■ Region labeling entries:
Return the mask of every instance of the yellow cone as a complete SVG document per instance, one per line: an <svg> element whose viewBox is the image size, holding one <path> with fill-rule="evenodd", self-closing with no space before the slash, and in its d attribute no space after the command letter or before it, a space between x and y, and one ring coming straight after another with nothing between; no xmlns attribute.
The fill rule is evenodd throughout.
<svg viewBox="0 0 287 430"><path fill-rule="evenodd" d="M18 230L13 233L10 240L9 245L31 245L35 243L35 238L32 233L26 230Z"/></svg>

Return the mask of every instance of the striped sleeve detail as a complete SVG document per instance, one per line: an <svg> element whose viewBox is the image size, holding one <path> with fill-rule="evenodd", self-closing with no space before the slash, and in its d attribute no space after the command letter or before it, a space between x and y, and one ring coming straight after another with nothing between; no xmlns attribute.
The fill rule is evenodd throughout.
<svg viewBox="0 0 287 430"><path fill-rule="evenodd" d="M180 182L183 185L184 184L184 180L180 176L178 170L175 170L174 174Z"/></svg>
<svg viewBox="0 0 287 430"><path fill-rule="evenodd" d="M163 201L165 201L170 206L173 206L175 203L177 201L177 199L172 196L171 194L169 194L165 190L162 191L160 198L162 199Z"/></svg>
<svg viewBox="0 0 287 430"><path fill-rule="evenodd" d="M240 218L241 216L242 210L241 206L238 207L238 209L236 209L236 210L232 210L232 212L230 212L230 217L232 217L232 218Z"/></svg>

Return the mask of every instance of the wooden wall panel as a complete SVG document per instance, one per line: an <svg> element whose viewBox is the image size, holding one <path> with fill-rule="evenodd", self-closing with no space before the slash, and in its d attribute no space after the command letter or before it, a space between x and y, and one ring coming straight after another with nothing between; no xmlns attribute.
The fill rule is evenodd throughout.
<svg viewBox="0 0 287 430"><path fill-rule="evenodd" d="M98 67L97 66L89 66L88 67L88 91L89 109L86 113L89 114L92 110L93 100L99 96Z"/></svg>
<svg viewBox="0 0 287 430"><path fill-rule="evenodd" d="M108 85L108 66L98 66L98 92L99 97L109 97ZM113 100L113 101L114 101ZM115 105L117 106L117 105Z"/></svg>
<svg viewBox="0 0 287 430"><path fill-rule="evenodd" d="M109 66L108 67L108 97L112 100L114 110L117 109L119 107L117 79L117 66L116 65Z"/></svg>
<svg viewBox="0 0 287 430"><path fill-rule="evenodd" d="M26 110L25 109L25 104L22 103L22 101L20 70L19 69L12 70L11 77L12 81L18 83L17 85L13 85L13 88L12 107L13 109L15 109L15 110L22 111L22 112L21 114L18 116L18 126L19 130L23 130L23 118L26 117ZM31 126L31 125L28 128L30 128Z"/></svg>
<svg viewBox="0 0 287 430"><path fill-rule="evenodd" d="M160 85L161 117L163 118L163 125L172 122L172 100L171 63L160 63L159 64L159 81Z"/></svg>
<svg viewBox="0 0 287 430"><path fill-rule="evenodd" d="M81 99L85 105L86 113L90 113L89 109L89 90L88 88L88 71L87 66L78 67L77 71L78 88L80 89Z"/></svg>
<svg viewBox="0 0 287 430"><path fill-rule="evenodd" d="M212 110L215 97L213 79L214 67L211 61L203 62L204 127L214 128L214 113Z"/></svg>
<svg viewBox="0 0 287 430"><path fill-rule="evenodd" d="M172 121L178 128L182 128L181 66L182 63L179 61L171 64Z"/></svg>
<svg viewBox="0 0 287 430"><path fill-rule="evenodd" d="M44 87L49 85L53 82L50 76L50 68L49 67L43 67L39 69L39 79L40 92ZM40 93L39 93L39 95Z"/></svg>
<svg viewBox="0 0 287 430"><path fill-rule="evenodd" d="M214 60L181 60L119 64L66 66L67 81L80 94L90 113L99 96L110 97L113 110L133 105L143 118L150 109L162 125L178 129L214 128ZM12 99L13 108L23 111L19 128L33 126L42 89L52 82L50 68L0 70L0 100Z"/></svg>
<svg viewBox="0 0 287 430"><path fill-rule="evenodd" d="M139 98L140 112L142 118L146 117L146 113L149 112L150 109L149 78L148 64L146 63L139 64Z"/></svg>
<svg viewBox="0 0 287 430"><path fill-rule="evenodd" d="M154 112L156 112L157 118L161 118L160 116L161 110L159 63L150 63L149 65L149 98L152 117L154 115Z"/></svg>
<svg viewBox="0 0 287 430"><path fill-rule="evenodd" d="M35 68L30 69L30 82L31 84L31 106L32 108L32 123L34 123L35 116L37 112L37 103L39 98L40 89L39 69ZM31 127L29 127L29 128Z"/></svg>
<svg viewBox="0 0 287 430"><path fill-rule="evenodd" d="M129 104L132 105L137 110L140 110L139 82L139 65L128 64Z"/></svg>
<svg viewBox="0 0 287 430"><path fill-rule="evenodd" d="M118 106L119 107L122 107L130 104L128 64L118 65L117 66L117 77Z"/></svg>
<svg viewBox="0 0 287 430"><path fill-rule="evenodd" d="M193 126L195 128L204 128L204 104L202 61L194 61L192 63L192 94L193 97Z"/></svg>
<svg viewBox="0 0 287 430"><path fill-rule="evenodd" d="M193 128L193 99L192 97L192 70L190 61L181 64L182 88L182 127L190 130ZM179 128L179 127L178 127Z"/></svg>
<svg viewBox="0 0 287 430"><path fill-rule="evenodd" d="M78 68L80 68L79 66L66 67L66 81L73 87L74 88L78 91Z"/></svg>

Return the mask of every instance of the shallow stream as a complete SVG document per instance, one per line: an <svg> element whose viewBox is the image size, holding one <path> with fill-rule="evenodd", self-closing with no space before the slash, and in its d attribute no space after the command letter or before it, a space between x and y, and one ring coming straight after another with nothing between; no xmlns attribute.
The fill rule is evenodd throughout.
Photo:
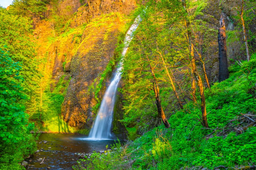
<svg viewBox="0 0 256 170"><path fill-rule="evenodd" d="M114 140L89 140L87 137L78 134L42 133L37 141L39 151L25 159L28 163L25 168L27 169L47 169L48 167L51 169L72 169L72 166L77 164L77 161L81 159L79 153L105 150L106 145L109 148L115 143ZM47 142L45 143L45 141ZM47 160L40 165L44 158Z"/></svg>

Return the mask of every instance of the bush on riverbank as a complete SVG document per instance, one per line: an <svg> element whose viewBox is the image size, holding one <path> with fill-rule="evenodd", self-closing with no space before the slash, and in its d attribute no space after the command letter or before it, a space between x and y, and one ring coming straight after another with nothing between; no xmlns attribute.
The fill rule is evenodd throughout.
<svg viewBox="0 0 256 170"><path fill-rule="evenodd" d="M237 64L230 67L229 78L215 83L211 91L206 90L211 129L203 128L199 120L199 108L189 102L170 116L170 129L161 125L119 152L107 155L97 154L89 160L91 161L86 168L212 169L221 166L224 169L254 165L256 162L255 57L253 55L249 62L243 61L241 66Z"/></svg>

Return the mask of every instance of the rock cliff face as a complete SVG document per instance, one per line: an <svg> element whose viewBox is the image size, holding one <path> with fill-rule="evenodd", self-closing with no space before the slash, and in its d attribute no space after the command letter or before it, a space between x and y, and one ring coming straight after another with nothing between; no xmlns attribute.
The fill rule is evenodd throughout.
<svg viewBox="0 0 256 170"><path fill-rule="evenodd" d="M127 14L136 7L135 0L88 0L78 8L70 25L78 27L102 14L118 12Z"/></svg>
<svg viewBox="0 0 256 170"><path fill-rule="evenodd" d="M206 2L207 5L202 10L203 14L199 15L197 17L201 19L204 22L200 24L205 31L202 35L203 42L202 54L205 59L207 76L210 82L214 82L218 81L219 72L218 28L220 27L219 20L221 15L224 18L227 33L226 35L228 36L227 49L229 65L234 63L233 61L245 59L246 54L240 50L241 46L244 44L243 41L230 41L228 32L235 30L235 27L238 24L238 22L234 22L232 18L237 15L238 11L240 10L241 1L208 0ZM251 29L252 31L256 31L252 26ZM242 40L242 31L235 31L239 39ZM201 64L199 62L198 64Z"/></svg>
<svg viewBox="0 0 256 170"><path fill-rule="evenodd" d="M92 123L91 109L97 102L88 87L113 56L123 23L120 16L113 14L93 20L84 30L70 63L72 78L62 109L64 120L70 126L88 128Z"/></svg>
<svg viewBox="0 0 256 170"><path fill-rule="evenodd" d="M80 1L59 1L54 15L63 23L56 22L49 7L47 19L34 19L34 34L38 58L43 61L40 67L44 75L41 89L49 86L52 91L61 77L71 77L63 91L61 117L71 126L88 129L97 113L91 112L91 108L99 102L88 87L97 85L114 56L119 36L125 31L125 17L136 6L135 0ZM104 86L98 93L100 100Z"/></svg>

...

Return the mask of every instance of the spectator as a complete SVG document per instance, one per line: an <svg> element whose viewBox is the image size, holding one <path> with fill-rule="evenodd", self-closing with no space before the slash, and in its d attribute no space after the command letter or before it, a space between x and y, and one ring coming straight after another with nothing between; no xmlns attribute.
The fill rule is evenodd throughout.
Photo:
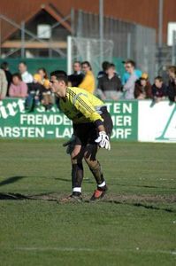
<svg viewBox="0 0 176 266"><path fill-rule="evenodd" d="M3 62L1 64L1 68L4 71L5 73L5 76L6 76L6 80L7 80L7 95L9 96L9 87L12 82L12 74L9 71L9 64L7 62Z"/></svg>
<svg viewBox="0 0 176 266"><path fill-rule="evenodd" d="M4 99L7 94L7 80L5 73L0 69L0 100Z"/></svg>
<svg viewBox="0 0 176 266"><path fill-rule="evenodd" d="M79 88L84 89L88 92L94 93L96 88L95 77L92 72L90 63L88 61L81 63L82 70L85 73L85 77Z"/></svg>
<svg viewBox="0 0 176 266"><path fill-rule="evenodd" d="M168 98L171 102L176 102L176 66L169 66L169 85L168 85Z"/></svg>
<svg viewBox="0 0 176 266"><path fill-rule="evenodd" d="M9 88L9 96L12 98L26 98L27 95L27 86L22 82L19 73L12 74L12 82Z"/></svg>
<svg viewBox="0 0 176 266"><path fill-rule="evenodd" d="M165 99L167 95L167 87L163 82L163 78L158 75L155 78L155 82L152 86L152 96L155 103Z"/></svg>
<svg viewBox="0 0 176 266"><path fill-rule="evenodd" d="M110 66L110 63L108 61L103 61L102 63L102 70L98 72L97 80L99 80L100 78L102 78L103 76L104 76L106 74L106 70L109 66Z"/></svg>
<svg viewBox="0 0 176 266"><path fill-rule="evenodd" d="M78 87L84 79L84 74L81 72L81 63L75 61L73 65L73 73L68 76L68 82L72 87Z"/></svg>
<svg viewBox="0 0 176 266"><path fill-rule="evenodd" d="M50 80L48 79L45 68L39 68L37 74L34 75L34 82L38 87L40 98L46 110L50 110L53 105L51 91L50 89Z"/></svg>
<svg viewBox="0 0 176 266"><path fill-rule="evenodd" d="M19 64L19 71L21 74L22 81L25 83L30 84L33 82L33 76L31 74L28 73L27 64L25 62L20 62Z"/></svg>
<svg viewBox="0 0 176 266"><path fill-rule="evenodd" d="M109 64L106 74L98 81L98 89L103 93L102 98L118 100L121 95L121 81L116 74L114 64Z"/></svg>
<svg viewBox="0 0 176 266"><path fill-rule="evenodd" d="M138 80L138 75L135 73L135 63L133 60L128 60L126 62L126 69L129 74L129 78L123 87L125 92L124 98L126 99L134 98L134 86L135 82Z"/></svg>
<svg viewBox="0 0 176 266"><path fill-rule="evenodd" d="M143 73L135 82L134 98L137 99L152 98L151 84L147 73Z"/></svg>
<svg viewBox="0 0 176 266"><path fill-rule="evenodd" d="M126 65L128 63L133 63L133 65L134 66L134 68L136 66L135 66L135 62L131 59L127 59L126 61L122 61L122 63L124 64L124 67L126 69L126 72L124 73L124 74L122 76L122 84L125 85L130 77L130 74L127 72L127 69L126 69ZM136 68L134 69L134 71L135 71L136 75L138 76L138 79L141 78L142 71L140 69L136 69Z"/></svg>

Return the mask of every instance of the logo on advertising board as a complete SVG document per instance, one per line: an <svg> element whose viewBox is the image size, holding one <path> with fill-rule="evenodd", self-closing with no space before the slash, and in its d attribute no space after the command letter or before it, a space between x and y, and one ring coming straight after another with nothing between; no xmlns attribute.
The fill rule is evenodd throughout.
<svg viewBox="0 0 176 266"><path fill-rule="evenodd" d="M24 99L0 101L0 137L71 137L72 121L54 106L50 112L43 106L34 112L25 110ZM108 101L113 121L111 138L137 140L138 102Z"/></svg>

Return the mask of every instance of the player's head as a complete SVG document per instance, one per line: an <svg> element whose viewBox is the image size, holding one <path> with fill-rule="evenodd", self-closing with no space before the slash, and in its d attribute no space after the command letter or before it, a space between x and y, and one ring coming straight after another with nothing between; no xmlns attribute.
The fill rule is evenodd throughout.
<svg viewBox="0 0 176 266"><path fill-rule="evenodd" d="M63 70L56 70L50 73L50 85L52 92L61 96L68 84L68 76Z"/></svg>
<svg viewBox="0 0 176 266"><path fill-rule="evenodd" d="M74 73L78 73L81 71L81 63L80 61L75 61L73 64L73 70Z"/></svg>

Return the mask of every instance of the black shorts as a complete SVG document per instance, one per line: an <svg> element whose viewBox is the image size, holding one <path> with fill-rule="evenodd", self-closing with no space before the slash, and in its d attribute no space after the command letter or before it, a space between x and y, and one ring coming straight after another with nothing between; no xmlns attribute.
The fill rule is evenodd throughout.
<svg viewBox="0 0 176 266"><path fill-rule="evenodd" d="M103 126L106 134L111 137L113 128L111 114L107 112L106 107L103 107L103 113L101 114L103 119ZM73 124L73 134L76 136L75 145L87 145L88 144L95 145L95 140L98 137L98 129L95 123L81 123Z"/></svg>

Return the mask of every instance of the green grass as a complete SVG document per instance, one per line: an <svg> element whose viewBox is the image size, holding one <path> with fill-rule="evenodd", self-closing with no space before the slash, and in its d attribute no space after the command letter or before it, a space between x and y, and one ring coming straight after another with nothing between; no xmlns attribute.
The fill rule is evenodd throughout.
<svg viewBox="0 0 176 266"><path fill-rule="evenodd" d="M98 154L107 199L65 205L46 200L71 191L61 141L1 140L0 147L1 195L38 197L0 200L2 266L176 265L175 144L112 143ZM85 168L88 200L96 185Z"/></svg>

■ GIVEN REQUEST: Lay out the material as a numbered list, starting at the line that contains "Return the mask of every instance of the shallow" and ending at the line that contains "140L89 140L87 137L78", with blank lines left out. Keep any picture out of your answer.

■ WRITTEN RESPONSE:
1. Return the mask of every instance of the shallow stream as a complete SVG document per instance, one per line: an <svg> element whose viewBox is the image size, holding one <path> with fill-rule="evenodd", self-closing with no space before the slash, and in its d attribute no space after the command letter or before it, a space between x and y, and one ring coming straight after another with nothing between; no xmlns attribute.
2. The fill rule is evenodd throughout.
3. Photo:
4. <svg viewBox="0 0 256 170"><path fill-rule="evenodd" d="M114 140L89 140L87 137L78 134L42 133L37 141L39 151L25 159L28 163L25 168L27 169L47 169L48 167L51 169L72 169L72 166L77 164L77 161L81 159L79 153L105 150L106 145L109 148L115 143ZM47 142L45 143L45 141ZM47 160L40 165L44 158Z"/></svg>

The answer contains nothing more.